Page —
• • • • •
Some ignorance is voluntary. You can’t do anything about that.

We could raise educational standards, but there is going to be a lot of screaming from parents whose children flunk (and teachers who aren’t doing their jobs). The idea of government getting involved in the news media scares me, frankly, half to death.

The only thing that will change any of this is if people suffer some kind of loss if they can’t reach some standard. A minority will work harder to reach the standard, most of the rest will try to get the standard lowered, everyone else will say “Sour grapes”.

Robert Heinlein once suggested that everyone should have to solve a quadratic equation before they would be allowed to vote. Don’t know if I would go that far, but sometimes I think I agree with Jack Handy -

Or else -

Regards,
Shodan

How about Political awareness tests? If you flunk one (I’d imagine them as being pretty basic but challenging enough to identify the completely apathetic) you lose your right to vote. Permanently.

Can I be frank?

In any society, there will always be those who try to acquire knowledge and who will acheive more as their lives progress. There wil also be those who could not care less about current events etc.

As a child I was brought up to recognize that knowledge is power and as such I am quite successful for someone in their early 30’s. My parents pushed me through high school and college and I bless them for their actions every day.

Here is the rub… For all of us that visit SDMB, read newspapers, scour the internet for information becasue we CAN, not because we have to, there will be someone else whose primary goal for the day is to wake up and exist. How is success measured if not against one’s peers?

What I am saying is that for every “smart” person, there has to be a “dumb” person to keep things relative. So idiots, world wide that is, serve a purpose.

I think it is important to acknowledge, as Debaser and ** JXJohns** seem to, that there will always be a certain percentage of any population that doesn’t follow current events and doesn’t care to. You can tweak the media and educational systems all you want without any significant changes to that group. The only thing that we can hope for is that those people don’t vote.

To that extent, I believe that we should rid ourselves of that old bromide that everyone should get out there and vote. Indeed those who don’t follow current events should be actively encouraged to stay the hell away from the polls. A vote based on ignorance is a far worse thing than no vote at all.

As I said, there’s no easy answer and its futile trying to look for one. In fact, I am beginning to think that there is NO answer that would not involve similarly undesiarble consequences.
• • • • •
Supplied data —

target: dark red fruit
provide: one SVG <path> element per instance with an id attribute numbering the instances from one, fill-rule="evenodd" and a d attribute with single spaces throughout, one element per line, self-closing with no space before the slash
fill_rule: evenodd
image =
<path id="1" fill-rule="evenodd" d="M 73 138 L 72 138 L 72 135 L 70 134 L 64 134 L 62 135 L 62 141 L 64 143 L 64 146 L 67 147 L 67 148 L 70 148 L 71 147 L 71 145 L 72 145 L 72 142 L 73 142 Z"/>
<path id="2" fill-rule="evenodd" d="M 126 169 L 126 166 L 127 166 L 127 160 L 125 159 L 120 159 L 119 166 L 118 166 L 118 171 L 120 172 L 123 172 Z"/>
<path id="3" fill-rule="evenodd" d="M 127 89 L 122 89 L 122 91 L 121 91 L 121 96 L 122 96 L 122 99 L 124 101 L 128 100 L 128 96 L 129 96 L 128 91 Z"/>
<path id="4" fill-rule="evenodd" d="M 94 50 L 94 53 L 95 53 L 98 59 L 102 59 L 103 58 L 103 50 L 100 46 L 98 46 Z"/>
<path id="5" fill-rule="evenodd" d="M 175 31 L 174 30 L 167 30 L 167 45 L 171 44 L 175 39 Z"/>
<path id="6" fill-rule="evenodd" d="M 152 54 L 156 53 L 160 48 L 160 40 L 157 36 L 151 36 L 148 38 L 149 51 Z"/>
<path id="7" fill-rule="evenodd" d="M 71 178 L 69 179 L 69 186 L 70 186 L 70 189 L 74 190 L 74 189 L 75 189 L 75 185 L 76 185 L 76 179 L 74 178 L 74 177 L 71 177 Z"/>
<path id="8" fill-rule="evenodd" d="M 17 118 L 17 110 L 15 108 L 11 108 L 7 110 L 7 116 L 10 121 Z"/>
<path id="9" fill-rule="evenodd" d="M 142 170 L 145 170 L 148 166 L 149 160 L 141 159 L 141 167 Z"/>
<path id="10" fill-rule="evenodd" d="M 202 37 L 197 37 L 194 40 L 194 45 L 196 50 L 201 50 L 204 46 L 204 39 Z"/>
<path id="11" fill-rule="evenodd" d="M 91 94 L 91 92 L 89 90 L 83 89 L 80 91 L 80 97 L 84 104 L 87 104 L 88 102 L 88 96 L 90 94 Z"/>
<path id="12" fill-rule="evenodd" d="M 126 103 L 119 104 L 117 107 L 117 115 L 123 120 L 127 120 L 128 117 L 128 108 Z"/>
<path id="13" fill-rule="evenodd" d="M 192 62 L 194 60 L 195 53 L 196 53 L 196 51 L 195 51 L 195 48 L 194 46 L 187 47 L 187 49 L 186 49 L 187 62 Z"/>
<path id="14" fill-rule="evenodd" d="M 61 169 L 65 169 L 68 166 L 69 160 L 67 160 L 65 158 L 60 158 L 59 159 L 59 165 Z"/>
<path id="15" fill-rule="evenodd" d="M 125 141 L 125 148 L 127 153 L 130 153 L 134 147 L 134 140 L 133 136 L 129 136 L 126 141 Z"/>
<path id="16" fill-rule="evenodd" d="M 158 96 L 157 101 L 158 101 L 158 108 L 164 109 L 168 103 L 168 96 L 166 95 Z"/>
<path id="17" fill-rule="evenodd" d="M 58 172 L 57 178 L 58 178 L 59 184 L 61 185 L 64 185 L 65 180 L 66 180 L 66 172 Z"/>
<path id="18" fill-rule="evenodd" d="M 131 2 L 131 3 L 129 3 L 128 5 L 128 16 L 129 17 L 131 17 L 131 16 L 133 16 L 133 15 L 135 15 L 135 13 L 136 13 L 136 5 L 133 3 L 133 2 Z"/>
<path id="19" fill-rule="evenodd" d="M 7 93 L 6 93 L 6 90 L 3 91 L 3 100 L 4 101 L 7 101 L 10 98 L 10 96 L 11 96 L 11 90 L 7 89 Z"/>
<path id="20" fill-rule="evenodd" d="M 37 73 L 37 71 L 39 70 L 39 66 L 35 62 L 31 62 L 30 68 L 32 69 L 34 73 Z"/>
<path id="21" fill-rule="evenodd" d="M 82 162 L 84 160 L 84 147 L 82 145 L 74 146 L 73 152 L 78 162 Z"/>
• • • • •
Given problem A — List every name of a person or forum user that appears in the discussion about ignorance and voting.
Given problem B — Summarize the discussion about ignorance and voting in two sentences.
The records above come from a different source than the discussion about ignorance and voting.

Exercise answer A — Robert Heinlein, Jack Handy, Shodan, Debaser, JXJohns

Exercise answer B — The posters argue that some part of any population will always ignore current events no matter how the media or educational systems are changed, and they float ideas such as requiring voters to solve a quadratic equation or pass political awareness tests. One poster says people who don't follow current events should be encouraged to stay away from the polls, because a vote based on ignorance is worse than no vote at all, but also concedes that there may be no answer without similarly undesirable consequences.